What is being asked :: Scan the material below for lines with the word "black" and reply with how many there are, nothing else.
------------------------------------
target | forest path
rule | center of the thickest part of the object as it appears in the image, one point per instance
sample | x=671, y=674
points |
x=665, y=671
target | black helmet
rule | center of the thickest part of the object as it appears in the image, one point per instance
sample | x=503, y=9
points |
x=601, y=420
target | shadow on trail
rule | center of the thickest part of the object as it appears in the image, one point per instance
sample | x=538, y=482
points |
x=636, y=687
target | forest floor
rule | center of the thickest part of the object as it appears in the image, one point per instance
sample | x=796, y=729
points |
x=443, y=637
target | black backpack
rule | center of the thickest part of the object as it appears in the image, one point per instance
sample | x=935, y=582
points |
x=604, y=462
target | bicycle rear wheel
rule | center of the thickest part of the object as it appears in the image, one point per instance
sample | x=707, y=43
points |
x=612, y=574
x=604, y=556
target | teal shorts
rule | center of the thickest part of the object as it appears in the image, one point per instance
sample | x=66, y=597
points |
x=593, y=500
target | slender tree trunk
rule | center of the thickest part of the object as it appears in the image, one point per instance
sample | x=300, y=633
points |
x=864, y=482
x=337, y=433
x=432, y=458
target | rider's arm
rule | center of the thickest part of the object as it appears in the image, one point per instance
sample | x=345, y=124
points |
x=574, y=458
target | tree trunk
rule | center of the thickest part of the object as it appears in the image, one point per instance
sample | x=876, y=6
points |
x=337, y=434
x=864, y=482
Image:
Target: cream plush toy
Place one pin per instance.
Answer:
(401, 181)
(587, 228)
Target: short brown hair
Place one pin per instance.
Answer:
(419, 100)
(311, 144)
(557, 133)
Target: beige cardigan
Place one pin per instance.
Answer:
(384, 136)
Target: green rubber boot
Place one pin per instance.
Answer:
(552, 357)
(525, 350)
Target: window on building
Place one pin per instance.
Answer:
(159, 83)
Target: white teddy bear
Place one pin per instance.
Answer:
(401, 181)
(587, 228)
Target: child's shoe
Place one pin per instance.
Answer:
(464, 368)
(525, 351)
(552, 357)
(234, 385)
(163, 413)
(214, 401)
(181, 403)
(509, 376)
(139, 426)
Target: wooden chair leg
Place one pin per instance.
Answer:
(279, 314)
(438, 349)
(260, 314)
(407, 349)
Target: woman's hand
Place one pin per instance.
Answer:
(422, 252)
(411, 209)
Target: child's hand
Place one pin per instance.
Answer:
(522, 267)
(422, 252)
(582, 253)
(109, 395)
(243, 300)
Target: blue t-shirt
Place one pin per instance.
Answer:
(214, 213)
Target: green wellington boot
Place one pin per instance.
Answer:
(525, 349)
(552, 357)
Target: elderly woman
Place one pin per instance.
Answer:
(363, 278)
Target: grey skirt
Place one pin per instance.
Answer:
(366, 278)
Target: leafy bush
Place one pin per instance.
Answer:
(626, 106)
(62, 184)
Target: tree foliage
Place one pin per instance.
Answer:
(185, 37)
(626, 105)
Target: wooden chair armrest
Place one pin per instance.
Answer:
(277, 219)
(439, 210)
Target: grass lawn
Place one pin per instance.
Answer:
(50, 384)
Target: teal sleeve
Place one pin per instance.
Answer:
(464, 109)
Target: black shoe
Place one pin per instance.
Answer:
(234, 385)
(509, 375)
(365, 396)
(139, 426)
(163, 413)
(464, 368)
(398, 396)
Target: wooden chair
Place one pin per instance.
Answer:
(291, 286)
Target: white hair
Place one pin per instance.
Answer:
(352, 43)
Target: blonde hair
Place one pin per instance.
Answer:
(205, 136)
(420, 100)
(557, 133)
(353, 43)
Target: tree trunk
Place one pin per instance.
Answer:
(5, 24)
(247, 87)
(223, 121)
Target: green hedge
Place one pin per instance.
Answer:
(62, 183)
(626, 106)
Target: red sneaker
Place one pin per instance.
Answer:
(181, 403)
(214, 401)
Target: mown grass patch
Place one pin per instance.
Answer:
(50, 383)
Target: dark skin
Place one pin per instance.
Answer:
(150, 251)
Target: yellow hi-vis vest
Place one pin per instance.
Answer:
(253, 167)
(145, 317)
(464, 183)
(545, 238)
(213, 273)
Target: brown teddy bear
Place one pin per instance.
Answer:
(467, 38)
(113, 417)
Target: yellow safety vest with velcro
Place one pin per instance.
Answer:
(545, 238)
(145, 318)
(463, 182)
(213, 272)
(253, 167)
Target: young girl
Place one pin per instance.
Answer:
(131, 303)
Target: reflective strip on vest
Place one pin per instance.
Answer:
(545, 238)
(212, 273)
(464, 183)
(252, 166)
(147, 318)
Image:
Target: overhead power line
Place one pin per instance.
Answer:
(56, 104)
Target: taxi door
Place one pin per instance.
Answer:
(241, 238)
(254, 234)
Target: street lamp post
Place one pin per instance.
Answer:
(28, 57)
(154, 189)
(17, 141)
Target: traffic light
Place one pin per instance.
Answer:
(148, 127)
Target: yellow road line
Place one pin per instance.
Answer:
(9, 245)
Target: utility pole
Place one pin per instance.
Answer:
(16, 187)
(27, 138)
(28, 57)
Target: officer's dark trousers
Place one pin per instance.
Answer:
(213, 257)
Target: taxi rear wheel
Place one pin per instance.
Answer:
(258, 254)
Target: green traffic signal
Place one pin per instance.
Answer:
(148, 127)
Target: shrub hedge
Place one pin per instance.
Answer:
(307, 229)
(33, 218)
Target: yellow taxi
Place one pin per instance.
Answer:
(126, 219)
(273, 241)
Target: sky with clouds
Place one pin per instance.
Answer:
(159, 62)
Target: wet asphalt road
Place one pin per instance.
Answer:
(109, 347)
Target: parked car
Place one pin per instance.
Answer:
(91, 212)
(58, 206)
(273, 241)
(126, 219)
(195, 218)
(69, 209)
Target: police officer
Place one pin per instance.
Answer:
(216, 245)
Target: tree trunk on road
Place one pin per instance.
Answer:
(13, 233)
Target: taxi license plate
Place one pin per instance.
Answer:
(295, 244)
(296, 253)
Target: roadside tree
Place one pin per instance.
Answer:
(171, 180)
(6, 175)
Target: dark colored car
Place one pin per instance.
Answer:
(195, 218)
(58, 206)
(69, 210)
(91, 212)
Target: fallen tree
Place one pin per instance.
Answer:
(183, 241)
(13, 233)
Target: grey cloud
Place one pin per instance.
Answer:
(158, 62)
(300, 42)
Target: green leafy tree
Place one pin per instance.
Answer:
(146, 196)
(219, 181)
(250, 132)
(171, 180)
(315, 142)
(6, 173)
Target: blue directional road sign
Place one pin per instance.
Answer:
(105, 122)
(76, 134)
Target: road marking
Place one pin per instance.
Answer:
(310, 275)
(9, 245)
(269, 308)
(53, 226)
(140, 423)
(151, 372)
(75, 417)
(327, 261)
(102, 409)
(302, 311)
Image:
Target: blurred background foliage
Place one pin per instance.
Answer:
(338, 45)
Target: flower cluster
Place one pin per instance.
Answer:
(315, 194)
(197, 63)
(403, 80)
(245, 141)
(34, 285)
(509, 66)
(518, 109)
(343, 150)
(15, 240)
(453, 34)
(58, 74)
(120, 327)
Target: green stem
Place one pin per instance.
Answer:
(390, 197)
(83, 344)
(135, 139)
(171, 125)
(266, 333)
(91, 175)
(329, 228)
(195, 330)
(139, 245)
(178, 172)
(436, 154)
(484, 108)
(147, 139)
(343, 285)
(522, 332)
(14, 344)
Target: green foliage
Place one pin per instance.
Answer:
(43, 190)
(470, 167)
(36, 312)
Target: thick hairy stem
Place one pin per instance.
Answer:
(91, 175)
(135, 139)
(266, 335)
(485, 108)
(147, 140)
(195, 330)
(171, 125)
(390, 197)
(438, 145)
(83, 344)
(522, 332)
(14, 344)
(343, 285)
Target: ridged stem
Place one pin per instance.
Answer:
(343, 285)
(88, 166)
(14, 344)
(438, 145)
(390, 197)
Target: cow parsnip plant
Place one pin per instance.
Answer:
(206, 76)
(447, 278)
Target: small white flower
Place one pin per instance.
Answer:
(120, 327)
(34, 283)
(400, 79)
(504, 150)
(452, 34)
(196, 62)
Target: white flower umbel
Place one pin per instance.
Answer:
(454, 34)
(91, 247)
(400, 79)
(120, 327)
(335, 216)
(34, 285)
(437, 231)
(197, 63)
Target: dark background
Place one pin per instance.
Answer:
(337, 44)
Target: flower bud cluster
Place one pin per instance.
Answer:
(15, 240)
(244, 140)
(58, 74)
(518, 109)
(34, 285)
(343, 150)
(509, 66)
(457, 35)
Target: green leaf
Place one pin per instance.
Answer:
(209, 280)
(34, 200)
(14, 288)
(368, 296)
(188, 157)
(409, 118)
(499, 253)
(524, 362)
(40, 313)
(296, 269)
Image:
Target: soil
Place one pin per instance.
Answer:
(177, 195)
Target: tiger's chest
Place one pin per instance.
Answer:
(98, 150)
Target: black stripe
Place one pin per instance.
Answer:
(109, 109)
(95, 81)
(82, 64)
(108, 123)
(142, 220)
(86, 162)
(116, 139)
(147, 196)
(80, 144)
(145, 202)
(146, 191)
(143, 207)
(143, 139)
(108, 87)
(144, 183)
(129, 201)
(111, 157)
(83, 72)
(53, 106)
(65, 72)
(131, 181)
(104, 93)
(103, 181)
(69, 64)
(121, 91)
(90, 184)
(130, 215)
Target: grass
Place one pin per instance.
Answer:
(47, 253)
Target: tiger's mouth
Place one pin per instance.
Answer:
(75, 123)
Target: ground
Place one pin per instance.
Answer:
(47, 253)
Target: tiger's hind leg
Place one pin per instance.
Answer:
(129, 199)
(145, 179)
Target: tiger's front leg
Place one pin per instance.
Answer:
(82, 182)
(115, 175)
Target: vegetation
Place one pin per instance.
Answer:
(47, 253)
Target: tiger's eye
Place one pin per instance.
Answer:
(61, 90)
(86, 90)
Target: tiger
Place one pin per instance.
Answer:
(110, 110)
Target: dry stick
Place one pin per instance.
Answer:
------------------------------------
Response area :: 4